#### Stated exercise:
Return each entry exactly, with none missing.

start Provided material

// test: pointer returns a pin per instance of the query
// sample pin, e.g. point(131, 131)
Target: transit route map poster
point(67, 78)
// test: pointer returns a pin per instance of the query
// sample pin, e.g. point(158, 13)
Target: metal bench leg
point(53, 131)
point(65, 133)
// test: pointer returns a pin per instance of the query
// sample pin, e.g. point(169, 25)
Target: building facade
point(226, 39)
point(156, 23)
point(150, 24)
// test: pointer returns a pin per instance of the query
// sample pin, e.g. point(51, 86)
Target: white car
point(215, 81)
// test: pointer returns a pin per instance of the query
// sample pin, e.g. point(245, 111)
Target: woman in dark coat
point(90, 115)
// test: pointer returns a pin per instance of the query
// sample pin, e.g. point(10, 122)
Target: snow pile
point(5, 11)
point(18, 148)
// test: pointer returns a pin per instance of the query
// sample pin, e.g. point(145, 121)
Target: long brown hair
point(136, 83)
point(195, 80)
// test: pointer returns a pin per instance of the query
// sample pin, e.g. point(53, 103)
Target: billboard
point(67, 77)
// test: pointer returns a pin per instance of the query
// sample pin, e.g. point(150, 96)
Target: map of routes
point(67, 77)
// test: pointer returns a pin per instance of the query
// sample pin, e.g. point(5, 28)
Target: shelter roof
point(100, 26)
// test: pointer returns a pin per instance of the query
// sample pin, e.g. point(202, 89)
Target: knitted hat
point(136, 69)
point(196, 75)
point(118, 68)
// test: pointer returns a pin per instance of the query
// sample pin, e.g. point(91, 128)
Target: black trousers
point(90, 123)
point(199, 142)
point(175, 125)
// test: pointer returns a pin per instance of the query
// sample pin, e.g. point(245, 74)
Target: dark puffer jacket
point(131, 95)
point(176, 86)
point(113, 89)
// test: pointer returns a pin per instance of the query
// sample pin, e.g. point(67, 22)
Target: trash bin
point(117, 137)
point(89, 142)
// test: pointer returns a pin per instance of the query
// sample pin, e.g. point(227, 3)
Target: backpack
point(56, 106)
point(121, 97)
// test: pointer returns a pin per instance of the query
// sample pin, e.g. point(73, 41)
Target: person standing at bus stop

end Provided material

#### Solution to this exercise:
// test: pointer returns a pin per instance of the query
// sample pin, e.g. point(131, 131)
Target: transit route map poster
point(67, 78)
// test: pointer returns a pin per instance of the query
// sample pin, e.g. point(158, 13)
Target: metal bench leg
point(53, 131)
point(65, 133)
// test: pointer returns a pin per instance of the query
// sample pin, e.g. point(169, 25)
Target: building facade
point(226, 39)
point(156, 23)
point(150, 24)
// test: pointer returns a pin per instance of the query
// sample pin, e.g. point(51, 86)
Target: white car
point(215, 81)
// test: pointer returns a pin per instance of the query
// sample pin, e.g. point(245, 111)
Target: woman in dark coat
point(90, 115)
// test: pointer returns a pin per instance of the query
// sample pin, e.g. point(10, 122)
Target: snow pile
point(5, 11)
point(18, 148)
// test: pointer returns a pin per instance of the query
// sample pin, e.g. point(145, 121)
Target: long brown hair
point(136, 83)
point(195, 80)
// test: pointer returns a pin per instance of the query
// sample pin, e.g. point(53, 103)
Target: billboard
point(67, 77)
// test: pointer returns a pin per instance of the query
// sample pin, e.g. point(150, 96)
Target: map of routes
point(67, 77)
// test: pointer returns a pin per instance of the query
// sample pin, e.g. point(5, 28)
Target: shelter roof
point(100, 26)
// test: pointer returns a pin per instance of the query
// sample pin, e.g. point(202, 89)
Target: knitted hat
point(136, 69)
point(196, 75)
point(118, 68)
// test: pointer returns a pin per instance of the query
// sample pin, e.g. point(91, 128)
Target: black trousers
point(90, 123)
point(199, 142)
point(175, 125)
// test: pointer returns a pin per instance of the query
// sample pin, e.g. point(245, 74)
Target: dark puffer jacket
point(131, 95)
point(176, 86)
point(113, 89)
// test: pointer returns a pin per instance of the query
// sample pin, e.g. point(67, 22)
Target: trash bin
point(117, 137)
point(89, 142)
// test: pointer returns a pin per instance of the query
// sample pin, e.g. point(227, 3)
Target: backpack
point(56, 106)
point(121, 97)
// test: pointer returns a pin per instance of the query
// sample pin, e.g. point(73, 41)
Target: person standing at bus stop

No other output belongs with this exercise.